:: Records supplied ::

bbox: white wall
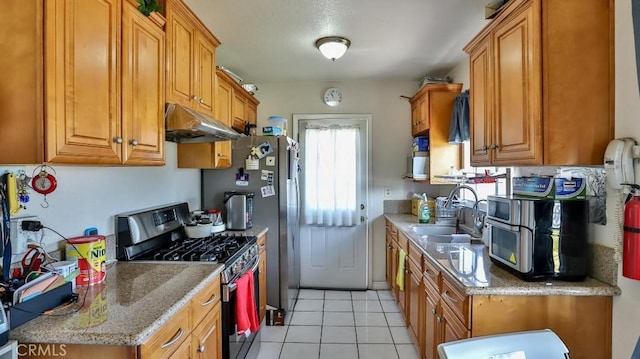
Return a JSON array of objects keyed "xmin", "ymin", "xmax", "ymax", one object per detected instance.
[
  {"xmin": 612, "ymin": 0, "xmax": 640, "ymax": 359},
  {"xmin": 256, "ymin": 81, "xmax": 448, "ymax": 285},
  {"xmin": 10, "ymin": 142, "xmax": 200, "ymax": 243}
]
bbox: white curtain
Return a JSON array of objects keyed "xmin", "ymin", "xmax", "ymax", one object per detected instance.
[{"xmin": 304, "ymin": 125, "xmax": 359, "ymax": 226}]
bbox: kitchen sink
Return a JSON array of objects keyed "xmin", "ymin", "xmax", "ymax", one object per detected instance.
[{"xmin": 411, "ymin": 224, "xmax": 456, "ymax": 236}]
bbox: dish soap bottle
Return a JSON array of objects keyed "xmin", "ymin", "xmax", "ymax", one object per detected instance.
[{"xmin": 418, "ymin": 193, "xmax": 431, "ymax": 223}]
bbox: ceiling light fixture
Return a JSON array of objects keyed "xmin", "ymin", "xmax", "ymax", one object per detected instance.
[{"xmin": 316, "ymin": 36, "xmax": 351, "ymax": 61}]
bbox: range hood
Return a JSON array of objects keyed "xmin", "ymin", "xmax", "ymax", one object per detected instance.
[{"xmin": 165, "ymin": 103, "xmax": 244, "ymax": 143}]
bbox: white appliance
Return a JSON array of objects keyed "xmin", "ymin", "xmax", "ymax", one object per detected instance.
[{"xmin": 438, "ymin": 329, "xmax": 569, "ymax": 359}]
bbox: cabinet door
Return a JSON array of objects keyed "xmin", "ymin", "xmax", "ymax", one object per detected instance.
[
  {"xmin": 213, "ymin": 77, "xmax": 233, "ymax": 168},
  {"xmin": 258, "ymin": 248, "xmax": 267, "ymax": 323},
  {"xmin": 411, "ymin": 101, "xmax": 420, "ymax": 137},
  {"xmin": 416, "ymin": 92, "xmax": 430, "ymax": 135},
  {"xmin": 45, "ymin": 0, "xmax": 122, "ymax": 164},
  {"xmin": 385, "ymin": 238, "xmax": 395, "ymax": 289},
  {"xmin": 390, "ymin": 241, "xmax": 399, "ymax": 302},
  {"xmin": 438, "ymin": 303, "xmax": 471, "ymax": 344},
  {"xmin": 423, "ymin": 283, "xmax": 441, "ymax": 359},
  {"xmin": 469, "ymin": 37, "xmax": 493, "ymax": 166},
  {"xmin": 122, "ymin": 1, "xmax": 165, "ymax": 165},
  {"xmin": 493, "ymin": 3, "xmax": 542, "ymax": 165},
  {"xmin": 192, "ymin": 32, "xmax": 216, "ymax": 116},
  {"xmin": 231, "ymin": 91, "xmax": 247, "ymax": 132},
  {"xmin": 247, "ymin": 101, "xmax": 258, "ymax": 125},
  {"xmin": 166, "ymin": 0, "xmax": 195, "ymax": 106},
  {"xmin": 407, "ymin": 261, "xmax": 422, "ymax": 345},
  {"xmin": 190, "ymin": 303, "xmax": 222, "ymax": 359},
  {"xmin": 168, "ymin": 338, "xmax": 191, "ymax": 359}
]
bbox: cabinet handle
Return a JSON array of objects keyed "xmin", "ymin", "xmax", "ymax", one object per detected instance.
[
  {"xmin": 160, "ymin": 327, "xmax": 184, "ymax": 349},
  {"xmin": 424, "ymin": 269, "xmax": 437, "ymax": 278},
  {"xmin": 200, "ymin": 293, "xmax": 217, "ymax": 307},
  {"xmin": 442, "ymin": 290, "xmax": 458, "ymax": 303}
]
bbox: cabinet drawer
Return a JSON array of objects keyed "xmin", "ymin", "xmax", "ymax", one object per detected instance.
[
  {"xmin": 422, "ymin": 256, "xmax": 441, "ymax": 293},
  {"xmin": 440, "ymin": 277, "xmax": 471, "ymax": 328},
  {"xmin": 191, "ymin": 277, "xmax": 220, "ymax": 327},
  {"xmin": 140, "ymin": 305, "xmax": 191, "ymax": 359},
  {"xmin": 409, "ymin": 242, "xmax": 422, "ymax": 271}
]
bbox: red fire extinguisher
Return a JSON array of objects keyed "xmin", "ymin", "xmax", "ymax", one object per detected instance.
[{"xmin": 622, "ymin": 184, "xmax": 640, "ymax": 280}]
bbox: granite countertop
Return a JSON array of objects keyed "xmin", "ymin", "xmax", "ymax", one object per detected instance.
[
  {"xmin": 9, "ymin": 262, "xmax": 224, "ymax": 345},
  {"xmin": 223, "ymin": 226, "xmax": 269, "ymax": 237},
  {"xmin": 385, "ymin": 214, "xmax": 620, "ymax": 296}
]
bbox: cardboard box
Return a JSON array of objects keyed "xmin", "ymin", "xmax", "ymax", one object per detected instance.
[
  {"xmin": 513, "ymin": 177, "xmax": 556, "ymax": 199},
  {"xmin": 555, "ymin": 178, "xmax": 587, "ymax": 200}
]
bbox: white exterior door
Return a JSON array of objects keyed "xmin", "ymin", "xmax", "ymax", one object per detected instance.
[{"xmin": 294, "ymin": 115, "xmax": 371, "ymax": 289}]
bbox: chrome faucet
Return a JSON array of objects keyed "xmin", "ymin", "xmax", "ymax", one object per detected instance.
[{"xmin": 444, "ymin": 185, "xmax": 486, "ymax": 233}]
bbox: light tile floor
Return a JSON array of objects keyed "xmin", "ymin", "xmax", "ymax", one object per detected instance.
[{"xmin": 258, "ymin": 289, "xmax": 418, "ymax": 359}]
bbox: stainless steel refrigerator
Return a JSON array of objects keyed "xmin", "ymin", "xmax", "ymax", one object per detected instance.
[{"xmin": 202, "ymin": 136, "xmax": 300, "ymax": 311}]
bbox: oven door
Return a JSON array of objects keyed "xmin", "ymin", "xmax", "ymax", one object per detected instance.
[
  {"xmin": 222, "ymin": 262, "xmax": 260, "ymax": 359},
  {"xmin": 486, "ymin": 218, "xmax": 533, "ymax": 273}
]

:::

▸ **Directions for this task**:
Report every line above that contains the word "light", where capitalization must match.

▸ **Task result**:
bbox: ceiling light fixture
bbox: light tile floor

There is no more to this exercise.